SELECTED EXTRACT →
******************************

Headline numbers are operating profit of GBP 341 million, positive net new business of GBP 5.7 billion, an unchanged interim dividend of six and a half pence per share. On flows within the GBP 5.7 billion of new business, particularly pleasing was the combined assets generated by our strategic growth areas in wealth, in private assets and in solutions. I'll come back to this with a breakdown of flows in more detail. On the assets under management side, even with FX reducing assets under management by GBP 30 billion, we saw positive market returns, investment performance and net new business increase total AUM by nearly GBP 19 billion. We ended June with assets under management of GBP 726 billion.
To my mind, that reflects the strong performance of our underlying business. Richard will give you a bit more context about the market dynamics in the H1 in a moment. I've talked in the past about the benefits of having four different businesses under one roof. The synergy benefits we've seen from a unique combination of capabilities. I'd like to just give you a few examples. Our relationship with Lloyds Bank might seem now to be focused on wealth and our joint venture, Schroders Personal Wealth. It's worth remembering that originally the partnership began with winning the SWIFT mandate and solutions running their balance sheet assets. Fast forward, we've seen entirely new benefits come from co-locating our regional wealth offices near the Lloyds commercial banking hubs. That's driving up the organic growth rate we're seeing in Cazenove Capital.

******************************

RAW RECORDS →
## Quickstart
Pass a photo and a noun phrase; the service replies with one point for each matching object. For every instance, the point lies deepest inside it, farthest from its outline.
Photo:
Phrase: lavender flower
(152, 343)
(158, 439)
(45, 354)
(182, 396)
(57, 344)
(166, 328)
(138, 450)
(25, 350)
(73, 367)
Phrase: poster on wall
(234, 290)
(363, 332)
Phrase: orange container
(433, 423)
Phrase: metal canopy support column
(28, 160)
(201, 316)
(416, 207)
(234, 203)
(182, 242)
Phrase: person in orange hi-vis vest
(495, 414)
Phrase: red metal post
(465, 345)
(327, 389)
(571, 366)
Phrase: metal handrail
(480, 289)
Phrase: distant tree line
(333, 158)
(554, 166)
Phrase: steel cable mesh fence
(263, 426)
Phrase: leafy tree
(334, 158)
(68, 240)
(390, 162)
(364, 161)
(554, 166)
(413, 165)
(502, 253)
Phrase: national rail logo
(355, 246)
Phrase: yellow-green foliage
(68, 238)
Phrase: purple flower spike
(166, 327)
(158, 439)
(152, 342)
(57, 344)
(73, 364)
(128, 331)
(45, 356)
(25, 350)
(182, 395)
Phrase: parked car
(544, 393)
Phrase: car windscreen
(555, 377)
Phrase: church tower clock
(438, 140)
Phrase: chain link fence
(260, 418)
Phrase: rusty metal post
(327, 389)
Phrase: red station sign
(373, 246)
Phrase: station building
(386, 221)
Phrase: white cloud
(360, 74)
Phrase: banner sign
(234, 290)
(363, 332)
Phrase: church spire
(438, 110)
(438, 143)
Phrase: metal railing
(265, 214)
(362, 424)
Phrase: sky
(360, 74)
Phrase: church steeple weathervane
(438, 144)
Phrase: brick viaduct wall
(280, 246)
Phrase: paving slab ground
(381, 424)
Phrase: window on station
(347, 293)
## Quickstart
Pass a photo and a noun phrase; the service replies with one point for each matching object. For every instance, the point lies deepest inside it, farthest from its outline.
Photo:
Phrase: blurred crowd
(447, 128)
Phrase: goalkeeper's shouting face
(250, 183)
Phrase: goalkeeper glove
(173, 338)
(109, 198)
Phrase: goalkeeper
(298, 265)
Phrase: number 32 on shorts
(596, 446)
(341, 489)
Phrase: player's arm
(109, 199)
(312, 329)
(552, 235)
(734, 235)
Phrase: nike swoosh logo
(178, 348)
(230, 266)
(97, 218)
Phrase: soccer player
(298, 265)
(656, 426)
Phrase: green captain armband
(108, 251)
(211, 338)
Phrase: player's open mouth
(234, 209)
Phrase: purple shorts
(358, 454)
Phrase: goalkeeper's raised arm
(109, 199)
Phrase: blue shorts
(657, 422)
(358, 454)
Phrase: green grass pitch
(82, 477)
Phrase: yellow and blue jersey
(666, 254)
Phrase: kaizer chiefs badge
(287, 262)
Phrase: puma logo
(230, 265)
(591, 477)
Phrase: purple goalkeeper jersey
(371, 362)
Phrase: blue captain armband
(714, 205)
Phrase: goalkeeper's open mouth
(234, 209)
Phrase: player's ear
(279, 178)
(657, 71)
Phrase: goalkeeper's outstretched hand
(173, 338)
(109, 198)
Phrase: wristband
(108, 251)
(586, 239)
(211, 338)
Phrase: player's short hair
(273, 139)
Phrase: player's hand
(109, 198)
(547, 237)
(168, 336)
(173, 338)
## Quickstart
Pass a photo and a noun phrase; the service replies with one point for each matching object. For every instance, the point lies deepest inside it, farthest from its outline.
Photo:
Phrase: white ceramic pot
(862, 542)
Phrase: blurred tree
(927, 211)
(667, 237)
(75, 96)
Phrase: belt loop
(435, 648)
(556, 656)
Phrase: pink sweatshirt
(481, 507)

******************************

OBJECTIVES →
1: Answer from the results call excerpt:
(a) What interim dividend per share was announced?
(b) What were assets under management at the end of June?
(c) Where were the regional wealth offices co-located?
2: Output the part of the results call excerpt that opens with the words containing "To my mind, that" and closes with "in Cazenove Capital.".

EXPECTED RESULTS →
1:
(a) An unchanged interim dividend of six and a half pence per share.
(b) GBP 726 billion.
(c) Near the Lloyds commercial banking hubs.

2:
To my mind, that reflects the strong performance of our underlying business. Richard will give you a bit more context about the market dynamics in the H1 in a moment. I've talked in the past about the benefits of having four different businesses under one roof. The synergy benefits we've seen from a unique combination of capabilities. I'd like to just give you a few examples. Our relationship with Lloyds Bank might seem now to be focused on wealth and our joint venture, Schroders Personal Wealth. It's worth remembering that originally the partnership began with winning the SWIFT mandate and solutions running their balance sheet assets. Fast forward, we've seen entirely new benefits come from co-locating our regional wealth offices near the Lloyds commercial banking hubs. That's driving up the organic growth rate we're seeing in Cazenove Capital.